CONSIGNE 1 | D'après l'extrait, où le sage se trouve-t-il lorsqu'il remarque le groupe de personnes en colère ?
CONSIGNE 2 | Recopiez tout le passage de l'extrait qui va de « Pourquoi crions-nous lorsque » jusqu'à « à réflexion ! ».

EXTRAIT |

Pourquoi crions-nous lorsque nous sommes en colère?
Vous êtes-vous déjà demandé pourquoi les gens crient les uns sur les autres lorsqu’ils sont en colère ?
Voici une belle histoire pleine de sagesse qui offre matière à réflexion !
» Un sage indou qui est en visite au Gange pour prendre un bain remarque un groupe de personnes criant de colère les uns après les autres. Il se tourne vers ses disciples, sourit et demande :
– Savez-vous pourquoi les gens crient les uns sur les autres lorsqu’ils sont en colère ?
Les disciples y pensent pendant un moment et l’un d’eux dit :
– C’est parce que nous perdons notre calme que nous crions.
– Mais pourquoi criez-vous quand l’autre personne est juste à côté de vous ?, demande le sage. Pourriez-vous, tout aussi bien, lui dire ce que vous avez à dire d’une manière plus douce ?

DONNÉES |
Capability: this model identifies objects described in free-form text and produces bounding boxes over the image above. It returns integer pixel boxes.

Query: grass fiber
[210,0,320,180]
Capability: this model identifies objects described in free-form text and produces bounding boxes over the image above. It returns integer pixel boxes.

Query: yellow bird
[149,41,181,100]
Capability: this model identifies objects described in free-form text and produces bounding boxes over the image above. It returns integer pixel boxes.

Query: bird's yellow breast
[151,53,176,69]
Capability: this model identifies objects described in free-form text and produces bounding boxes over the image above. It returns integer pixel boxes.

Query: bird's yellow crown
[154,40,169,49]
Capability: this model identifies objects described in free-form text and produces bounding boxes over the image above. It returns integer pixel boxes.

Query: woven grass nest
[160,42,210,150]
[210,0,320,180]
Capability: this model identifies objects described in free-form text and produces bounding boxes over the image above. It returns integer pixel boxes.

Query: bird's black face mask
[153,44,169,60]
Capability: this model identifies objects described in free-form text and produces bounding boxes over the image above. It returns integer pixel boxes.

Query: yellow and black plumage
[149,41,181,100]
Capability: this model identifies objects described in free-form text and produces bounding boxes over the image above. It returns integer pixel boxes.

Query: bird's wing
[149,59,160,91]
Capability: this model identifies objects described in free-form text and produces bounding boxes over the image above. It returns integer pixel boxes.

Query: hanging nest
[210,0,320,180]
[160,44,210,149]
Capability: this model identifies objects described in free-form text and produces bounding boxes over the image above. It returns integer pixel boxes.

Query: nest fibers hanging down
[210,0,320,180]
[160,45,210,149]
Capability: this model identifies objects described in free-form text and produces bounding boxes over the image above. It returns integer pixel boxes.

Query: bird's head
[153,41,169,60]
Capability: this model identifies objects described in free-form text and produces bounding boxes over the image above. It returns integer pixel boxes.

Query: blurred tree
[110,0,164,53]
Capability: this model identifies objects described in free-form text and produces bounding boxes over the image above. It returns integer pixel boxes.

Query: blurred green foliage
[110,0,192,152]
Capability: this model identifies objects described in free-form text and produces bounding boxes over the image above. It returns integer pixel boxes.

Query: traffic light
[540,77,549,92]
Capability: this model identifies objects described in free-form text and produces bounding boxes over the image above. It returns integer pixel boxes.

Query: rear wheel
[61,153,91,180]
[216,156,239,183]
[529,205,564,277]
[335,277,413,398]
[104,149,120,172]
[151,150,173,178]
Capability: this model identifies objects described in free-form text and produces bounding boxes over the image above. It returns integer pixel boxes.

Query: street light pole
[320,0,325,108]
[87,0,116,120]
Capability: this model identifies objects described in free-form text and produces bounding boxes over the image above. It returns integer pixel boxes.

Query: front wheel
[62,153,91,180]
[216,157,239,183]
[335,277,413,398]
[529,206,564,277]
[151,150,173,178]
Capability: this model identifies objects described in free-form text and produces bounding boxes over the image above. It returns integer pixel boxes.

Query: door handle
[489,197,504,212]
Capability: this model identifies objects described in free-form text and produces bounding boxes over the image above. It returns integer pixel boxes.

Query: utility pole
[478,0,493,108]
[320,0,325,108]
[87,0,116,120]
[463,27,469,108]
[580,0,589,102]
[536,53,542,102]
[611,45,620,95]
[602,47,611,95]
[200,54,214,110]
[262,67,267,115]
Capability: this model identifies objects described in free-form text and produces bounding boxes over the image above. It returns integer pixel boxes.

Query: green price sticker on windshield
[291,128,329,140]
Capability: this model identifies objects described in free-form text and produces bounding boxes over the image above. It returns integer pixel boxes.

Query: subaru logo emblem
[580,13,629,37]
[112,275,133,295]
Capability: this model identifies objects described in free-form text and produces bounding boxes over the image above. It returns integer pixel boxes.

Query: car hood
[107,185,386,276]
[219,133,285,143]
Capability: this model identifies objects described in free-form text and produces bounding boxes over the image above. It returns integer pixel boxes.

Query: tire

RÉPONSE ATTENDUE 1 | Il est en visite au Gange pour prendre un bain.

RÉPONSE ATTENDUE 2 |
Pourquoi crions-nous lorsque nous sommes en colère?
Vous êtes-vous déjà demandé pourquoi les gens crient les uns sur les autres lorsqu’ils sont en colère ?
Voici une belle histoire pleine de sagesse qui offre matière à réflexion !